- **Short exercise**
Could you rewrite every line of the records below as a numbered list, skipping any blank lines?

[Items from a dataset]

■ ■ ■ ■ ■ ■ ■

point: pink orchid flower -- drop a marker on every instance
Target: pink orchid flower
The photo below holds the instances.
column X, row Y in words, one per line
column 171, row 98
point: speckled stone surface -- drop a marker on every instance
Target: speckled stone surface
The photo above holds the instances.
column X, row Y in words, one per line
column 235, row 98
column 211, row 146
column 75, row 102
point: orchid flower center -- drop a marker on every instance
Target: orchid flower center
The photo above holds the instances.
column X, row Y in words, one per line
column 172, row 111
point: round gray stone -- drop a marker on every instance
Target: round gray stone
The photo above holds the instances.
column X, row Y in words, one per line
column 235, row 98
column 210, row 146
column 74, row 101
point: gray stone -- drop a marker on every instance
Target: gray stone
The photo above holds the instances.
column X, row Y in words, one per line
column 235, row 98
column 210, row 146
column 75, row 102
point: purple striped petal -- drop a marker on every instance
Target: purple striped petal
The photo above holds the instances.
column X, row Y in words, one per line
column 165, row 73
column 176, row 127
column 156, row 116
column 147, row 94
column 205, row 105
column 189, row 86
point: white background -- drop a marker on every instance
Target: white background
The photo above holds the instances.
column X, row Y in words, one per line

■ ■ ■ ■ ■ ■ ■

- **Expected answer**
1. point: pink orchid flower -- drop a marker on every instance
2. Target: pink orchid flower
3. The photo below holds the instances.
4. column X, row Y in words, one per line
5. column 171, row 98
6. point: speckled stone surface -- drop a marker on every instance
7. Target: speckled stone surface
8. The photo above holds the instances.
9. column X, row Y in words, one per line
10. column 235, row 98
11. column 211, row 146
12. column 75, row 102
13. point: orchid flower center -- drop a marker on every instance
14. Target: orchid flower center
15. The photo above holds the instances.
16. column X, row Y in words, one per line
17. column 172, row 111
18. point: round gray stone -- drop a marker on every instance
19. Target: round gray stone
20. The photo above holds the instances.
21. column X, row Y in words, one per line
22. column 235, row 98
23. column 210, row 146
24. column 74, row 101
25. point: gray stone -- drop a marker on every instance
26. Target: gray stone
27. The photo above holds the instances.
28. column X, row Y in words, one per line
29. column 235, row 98
30. column 210, row 146
31. column 75, row 102
32. point: purple striped petal -- drop a marker on every instance
33. Target: purple striped petal
34. The photo above holds the instances.
35. column X, row Y in words, one per line
36. column 165, row 73
37. column 176, row 127
38. column 156, row 116
39. column 147, row 94
40. column 205, row 105
41. column 189, row 86
42. point: white background -- drop a marker on every instance
43. Target: white background
44. The photo above holds the instances.
45. column X, row Y in words, one per line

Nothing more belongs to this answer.